**Excerpted text**

┌──

The Bigelow mountain range is one of Maine’s true gems. The stark ridgeline thrust up by tectonic movement millions of years ago was made even more dramatic by glacial scouring within the last 20 millennia, resulting in a bedrock spine extending 18 miles along the entire length of Flagstaff Lake. The range is home to Maine’s third tallest mountain, West Peak, clocking in at 4,150 feet and conjoined to fellow 4,000-footer Avery Peak, making the range one of Maine’s more imposing geologic features.¹
The impressive geology and diverse array of natural communities, rare plant species, and alpine ecology have resulted in a feat of conservation that has kept the 36,000-acre Bigelow Preserve free of development since a public referendum established State ownership of the preserve in 1976.² An ecological reserve comprises more than10,000 acres of the area, further strengthening protections for the natural communities that call this place home. The renowned Appalachian Trail (AT) runs through 17.6 miles of the Bigelow Preserve and ensures stellar trail maintenance and access.
In a fit of inspired arrogance, I decided to use my Sunday to circumnavigate the range’s four tallest peaks in a 13-mile loop beginning at the Stratton Pond Brook Road. I am not a notorious hiking extremist (I advocate for a view of nature that is not defined by themes of dominance and conquest), but I do occasionally enjoy seeing just how far my legs can take me in the Maine wilderness. My legs were up for the challenge in this instance, and I was rewarded by breathtaking views, high-quality trail maintenance, and surprisingly vacant peaks for a mid-summer weekend.
Starting on the Esker Trail from the Stratton Pond Brook Road trailhead afforded me immediate views of Sugarloaf across the scenic Stratton Brook Pond and got me planning for a return trip to take advantage of the campsite located at the babbling junction of pond and brook. A quick jaunt along Stratton Brook led me to the beginning of the Fire Warden’s Trail, the quickest (and therefore steepest) route up to West and Avery Peaks. The swift rise in altitude was made easier by several impressive sets of stone stairways, and I convinced myself that I was taking breaks to admire the handiwork. The Fire Warden’s Trail is a worthy out-and-back day hike, but a granola bar and a swig of water atop Avery Peak encouraged me to continue with my original, more ambitious plan—though, not before I soaked in the 360-degree views provided by a treeless alpine summit. The green ski runs of Sugarloaf’s slopes were visible to the South, the vast expanse of the gorgeous (though manmade) Flagstaff Lake to the North, and miles of ridgeline extending in either direction to the East and West.

└──

**What is asked**
Continue the account of the Bigelow range hike, starting right after its final sentence about the views from Avery Peak.

**Supplied data**
┌──

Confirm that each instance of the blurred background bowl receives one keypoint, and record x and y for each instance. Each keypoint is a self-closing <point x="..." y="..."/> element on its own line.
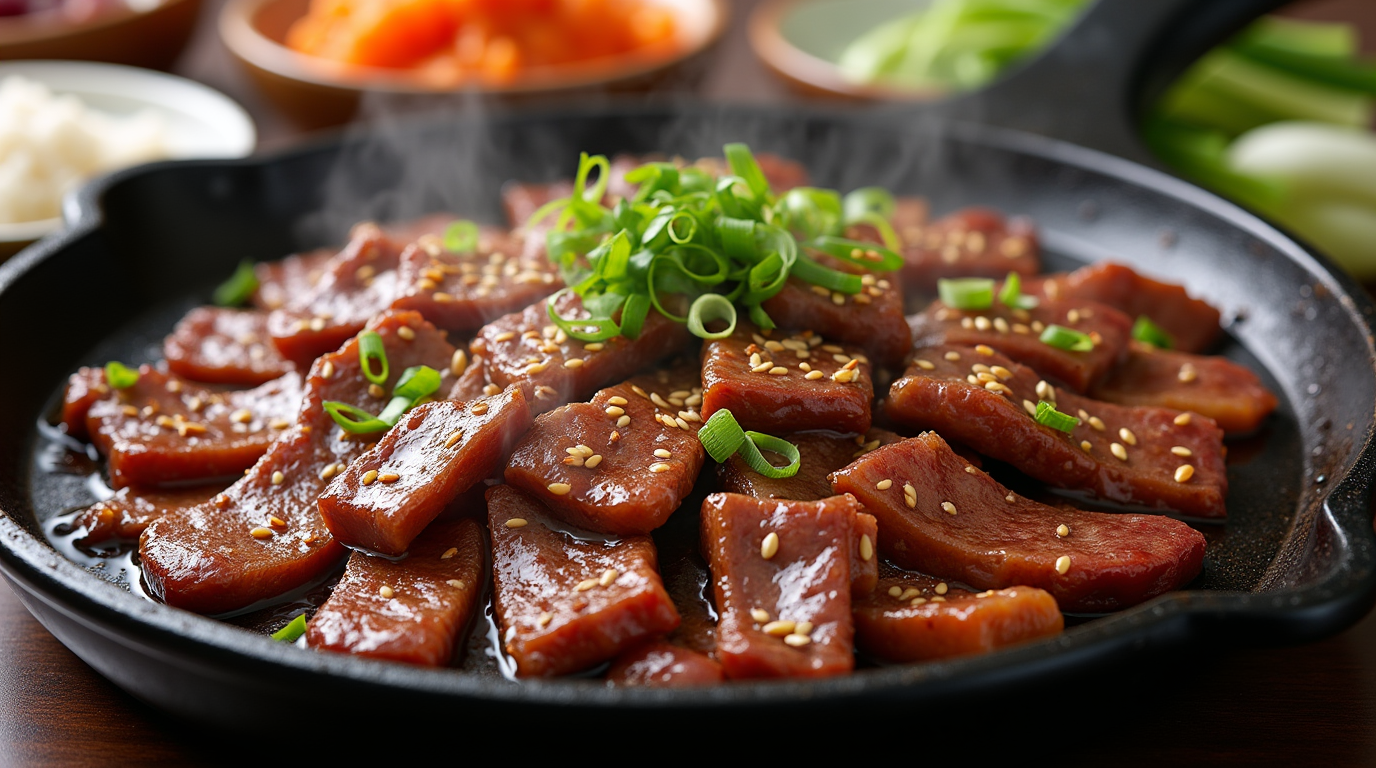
<point x="200" y="121"/>
<point x="136" y="33"/>
<point x="319" y="92"/>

└──

**Exercise output**
A slight haziness hung in the air and the 80°F weather neared stifling, which may have explained the relative lack of hikers. These days, it is difficult to tell whether poor visibility in the mountains is attributable to smoke from fires out west or is simply a product of increasing summer mugginess. Nevertheless, white clouds scooted across a blue sky, sending dappled shafts of light onto the rippling topography below. Mountainous lakes dotted the horizon, and a number of birds, butterflies, and beetles crisscrossed the skies around me.
A piece of advice for multi-peak hikes: never assume the “all downhill from here” mentality until the last peak is summitted. I reached West Peak a mere five miles into my loop and, it being the tallest of the four peaks in my game plan, over-congratulated myself for the accomplishment. Though less than 4,000 feet, North and South Horn are formidable peaks in their own right and required significant mental steeling to summit. Despite my poor mental game, I really enjoyed the ridge-line hike that connected the four peaks along the Appalachian Trail. Though expansive views were only available at the peaks, the ridge offered a different type of beauty in its serenity and shaded coolness. Moss and lichen predominated the undergrowth while dense thickets of rugged alpine conifers hemmed in the trail, making for an Alice-in-Wonderland hedgerow effect that amplified the magic of the space.
North Horn required a quick out-and-back from the main trail, and I chose to take my lunch break at the last of my four peaks. It was tremendously gratifying to look back along the ridge to Avery and West Peaks, and perhaps even more exhilarating to gaze down to Horn Pond, an alpine lake a mere mile from my lunch spot. For those of you Maine hikers that have not yet experienced the majesty of Horn Pond, boost it to the top of your list. A glacial bowl scooped out and nestled between peaks filled with clear mountain water from a watershed that exists entirely above 3,000 feet, Horn Pond makes for a popular oasis and camping spot for AT through-hikers. I lounged along the shore in the afternoon light for a few minutes before beginning my final (actually this time) descent down the Horn Pond Trail. Though I would rate the trail slightly lower than the Fire Warden’s Trail due to several recently fallen trees and upturned root systems, I was thrilled to find that the descent passed a series of caves created by massive jumbled glacial erratics. This final treat gave me the boost I needed to keep my feet in front of me all the way back to the Stratton Brook Pond Road.
I am so grateful for places like these in my home state. Though they require some legwork to get to, the outcome is always so incredibly worthwhile. My gratitude extends to those that have long fought to protect these special places from development, including of course the Natural Resources Council of Maine. I will undoubtedly be back to the Bigelows in the near future, perhaps for some fun in the colder months. Stay tuned!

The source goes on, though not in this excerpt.